Text block:

((

Explain the Taft-Hartley Act
Also known as the Labor-Management Relations Act of 1947, it made illegal the closed shop, but continued to permit the creation of union shops. Also empowered the president to call for a ten-week "cooling off" period before a strike by issuing an injunction against any work stoppage that endangered national safety or health.
Who was Joseph McCarthy?
An undistinguished, first term Republican senator from Wisconsin, who in February in 1950, in the midst of a speech in Wheeling, WV, he lifted up a sheet of paper and claimed to "hold in my hand" a list of 205 known communists currently working in the American State Dept. No person of comparable stature had ever made so bold a charge against the federal government.
Explain NOWs agenda
Equal rights for women
What was Executive Order 9981?
Desegregation of the Armed Forces (1948) ... On July 26, 1948, President Harry S. Truman signed this executive order establishing the President's Committee on Equality of Treatment and Opportunity in the Armed Services, committing the government to integrating the segregated military.
What were the objectives of the Freedom Rides organized by CORE?
During the spring of 1961, student activists launched them to challenge segregation on interstate buses and bus terminals.
What was the purpose of the 1964 Mississippi Freedom Summer Project?

))

Required actions:
a - Using the U.S. history study notes, decide whether each statement agrees with them: (i) the Taft-Hartley Act made the closed shop illegal; (ii) McCarthy claimed to hold a list of 205 known communists working in the State Department; (iii) the Freedom Rides began in the spring of 1964. For each, answer yes or no and quote the deciding words.
b - List every distinct year written as a four-digit number in the U.S. history study notes.
c - Write out the U.S. history study notes between "Explain the Taft-Hartley" and "was Joseph McCarthy?", inclusive.
Answer from the U.S. history study notes alone.

Material shown:

((

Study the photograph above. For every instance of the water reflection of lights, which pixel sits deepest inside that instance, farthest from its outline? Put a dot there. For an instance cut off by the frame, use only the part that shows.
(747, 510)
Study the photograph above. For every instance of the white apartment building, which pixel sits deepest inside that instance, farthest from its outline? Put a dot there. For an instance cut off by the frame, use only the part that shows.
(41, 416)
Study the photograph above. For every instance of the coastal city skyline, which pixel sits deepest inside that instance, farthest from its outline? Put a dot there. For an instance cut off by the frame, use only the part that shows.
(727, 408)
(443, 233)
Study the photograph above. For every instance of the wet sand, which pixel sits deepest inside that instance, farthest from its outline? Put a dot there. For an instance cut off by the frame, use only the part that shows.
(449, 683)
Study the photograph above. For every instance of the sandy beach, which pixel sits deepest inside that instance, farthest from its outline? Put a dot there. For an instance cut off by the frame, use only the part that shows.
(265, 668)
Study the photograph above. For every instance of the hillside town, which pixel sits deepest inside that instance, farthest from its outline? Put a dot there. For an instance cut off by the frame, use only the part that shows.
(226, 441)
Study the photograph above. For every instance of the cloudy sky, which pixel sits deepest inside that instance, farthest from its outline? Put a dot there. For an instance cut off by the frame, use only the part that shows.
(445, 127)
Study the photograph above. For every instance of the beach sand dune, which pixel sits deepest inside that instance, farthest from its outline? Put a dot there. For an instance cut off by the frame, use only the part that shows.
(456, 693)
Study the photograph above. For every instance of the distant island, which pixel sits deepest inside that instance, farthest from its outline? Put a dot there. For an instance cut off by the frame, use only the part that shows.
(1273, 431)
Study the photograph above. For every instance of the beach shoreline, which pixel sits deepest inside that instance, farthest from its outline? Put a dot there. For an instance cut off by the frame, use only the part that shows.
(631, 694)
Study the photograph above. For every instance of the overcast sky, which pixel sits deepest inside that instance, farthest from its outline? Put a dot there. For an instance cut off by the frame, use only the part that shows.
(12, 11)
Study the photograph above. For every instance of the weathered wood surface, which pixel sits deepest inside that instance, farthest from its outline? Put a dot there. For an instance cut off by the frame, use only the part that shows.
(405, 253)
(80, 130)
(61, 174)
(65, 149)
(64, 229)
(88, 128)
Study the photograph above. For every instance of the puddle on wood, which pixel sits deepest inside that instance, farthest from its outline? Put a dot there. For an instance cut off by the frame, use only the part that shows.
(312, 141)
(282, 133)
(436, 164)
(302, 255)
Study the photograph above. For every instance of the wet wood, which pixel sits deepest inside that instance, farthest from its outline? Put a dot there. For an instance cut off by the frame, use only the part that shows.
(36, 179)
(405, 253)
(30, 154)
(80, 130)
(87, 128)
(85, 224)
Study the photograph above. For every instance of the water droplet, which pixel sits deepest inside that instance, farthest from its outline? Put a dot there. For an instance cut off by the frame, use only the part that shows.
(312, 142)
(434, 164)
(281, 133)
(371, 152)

))
((

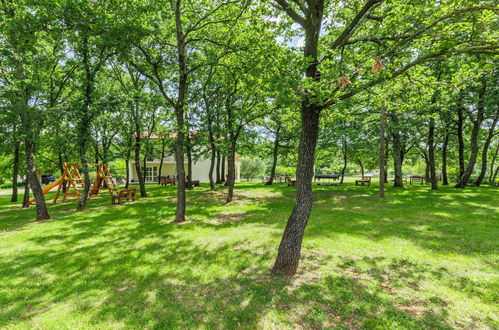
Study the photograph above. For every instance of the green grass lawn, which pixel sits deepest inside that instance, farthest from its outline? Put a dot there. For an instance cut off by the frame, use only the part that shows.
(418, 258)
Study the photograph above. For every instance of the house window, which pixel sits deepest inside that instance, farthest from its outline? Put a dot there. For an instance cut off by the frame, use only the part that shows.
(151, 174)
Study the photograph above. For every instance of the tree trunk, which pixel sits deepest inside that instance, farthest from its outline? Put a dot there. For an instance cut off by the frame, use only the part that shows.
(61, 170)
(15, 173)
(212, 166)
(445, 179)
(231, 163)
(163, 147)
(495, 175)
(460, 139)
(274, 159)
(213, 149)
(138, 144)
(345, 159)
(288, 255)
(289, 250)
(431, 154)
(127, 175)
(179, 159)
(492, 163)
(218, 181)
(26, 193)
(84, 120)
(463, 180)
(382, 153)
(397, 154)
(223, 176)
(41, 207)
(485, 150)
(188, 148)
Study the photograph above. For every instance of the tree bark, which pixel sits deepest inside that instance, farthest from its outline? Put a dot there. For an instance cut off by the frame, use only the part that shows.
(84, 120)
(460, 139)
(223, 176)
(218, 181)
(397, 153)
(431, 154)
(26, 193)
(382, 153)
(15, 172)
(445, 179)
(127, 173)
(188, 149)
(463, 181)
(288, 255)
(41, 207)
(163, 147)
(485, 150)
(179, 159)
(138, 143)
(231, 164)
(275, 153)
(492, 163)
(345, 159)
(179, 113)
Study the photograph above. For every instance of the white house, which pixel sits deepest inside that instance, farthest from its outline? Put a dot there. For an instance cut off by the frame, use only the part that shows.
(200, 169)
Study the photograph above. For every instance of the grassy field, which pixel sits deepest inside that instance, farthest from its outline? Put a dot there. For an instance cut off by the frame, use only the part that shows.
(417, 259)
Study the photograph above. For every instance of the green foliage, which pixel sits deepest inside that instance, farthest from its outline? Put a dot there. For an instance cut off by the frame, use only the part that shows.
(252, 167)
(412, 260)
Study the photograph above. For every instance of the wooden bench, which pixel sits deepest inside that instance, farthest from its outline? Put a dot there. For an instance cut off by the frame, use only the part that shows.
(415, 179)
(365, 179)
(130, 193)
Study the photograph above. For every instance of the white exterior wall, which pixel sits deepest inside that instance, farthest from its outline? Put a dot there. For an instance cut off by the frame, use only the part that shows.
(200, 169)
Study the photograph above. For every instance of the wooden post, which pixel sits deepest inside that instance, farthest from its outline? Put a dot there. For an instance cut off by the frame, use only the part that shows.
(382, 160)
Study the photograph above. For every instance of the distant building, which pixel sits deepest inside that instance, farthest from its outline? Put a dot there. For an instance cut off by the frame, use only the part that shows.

))
((

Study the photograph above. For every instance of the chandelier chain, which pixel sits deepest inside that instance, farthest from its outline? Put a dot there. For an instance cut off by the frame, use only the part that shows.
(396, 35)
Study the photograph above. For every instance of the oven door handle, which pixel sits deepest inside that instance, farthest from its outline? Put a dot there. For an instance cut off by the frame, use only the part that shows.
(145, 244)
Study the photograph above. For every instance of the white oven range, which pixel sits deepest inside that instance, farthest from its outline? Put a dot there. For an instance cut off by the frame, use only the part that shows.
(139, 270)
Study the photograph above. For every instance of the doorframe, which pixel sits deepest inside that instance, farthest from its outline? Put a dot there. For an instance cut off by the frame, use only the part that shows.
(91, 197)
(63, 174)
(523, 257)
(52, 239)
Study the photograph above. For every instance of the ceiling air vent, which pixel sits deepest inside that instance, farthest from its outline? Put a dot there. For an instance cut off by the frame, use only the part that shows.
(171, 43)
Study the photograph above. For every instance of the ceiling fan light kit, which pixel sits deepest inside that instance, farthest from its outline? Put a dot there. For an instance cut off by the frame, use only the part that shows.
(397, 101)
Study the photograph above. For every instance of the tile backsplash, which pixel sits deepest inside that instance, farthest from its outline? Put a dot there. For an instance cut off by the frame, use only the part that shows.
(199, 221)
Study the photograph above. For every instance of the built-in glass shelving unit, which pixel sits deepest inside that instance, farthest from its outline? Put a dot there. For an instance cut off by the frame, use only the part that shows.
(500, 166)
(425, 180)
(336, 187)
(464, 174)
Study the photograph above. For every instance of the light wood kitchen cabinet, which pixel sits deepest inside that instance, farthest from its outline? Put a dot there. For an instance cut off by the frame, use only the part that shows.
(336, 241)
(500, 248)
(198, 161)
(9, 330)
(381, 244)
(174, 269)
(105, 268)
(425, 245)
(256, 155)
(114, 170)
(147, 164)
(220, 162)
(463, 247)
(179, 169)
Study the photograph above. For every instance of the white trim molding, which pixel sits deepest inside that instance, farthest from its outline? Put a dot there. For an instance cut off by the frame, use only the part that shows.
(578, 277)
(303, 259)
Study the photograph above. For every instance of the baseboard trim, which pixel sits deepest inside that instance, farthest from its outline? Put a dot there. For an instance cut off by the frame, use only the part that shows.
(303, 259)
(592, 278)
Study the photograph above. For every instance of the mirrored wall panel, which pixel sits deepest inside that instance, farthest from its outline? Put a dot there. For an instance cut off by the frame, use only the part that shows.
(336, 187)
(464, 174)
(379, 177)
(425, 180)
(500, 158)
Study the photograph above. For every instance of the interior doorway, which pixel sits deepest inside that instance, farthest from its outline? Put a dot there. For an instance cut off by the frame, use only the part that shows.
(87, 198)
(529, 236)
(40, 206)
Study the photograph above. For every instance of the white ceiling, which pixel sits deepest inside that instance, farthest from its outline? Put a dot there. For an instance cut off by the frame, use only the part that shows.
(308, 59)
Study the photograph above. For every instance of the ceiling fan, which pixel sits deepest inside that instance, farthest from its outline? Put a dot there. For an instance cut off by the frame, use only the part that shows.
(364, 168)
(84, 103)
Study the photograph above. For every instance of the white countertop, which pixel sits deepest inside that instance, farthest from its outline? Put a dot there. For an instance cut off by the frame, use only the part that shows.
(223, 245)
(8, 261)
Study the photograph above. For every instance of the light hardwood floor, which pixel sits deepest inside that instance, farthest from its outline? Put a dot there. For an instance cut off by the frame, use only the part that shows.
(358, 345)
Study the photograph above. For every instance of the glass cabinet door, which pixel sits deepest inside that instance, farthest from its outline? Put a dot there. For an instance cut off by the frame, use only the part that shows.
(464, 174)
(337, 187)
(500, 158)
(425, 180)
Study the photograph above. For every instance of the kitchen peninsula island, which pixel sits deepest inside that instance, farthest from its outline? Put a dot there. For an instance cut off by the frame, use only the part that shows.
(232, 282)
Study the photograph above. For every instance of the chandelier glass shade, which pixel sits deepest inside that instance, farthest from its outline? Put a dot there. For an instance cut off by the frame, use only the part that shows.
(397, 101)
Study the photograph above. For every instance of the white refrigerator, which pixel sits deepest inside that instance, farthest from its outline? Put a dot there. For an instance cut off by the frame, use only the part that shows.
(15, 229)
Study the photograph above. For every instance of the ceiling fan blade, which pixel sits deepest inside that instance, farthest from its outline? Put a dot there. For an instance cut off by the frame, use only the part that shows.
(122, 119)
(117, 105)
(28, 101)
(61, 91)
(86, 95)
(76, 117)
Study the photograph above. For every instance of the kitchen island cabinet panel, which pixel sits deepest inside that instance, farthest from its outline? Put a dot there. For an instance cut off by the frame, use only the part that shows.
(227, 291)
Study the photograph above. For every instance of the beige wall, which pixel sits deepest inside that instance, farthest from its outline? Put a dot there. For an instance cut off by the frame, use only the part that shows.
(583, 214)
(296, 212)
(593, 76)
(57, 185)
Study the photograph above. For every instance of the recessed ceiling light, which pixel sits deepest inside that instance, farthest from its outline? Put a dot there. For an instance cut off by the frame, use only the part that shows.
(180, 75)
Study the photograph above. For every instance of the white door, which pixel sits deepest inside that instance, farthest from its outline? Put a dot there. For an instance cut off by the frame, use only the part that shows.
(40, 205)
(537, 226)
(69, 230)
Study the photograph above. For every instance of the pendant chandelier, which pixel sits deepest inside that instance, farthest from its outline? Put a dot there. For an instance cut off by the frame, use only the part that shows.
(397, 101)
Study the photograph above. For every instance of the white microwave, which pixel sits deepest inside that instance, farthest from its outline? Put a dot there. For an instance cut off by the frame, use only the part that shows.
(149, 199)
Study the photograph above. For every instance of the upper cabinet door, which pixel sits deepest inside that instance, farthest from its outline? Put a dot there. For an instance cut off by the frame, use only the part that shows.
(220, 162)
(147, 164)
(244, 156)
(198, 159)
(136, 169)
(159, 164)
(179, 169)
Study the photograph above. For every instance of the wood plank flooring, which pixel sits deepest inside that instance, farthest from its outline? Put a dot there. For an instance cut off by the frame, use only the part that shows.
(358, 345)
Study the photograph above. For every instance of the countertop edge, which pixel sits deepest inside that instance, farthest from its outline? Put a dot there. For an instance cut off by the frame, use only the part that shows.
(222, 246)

))

Final answers:
a -
(i) Yes: "it made illegal the closed shop"
(ii) Yes: "a list of 205 known communists currently working in the American State Dept."
(iii) No: "During the spring of 1961"

b - 1947, 1950, 1948, 1961, 1964

c -
Explain the Taft-Hartley Act
Also known as the Labor-Management Relations Act of 1947, it made illegal the closed shop, but continued to permit the creation of union shops. Also empowered the president to call for a ten-week "cooling off" period before a strike by issuing an injunction against any work stoppage that endangered national safety or health.
Who was Joseph McCarthy?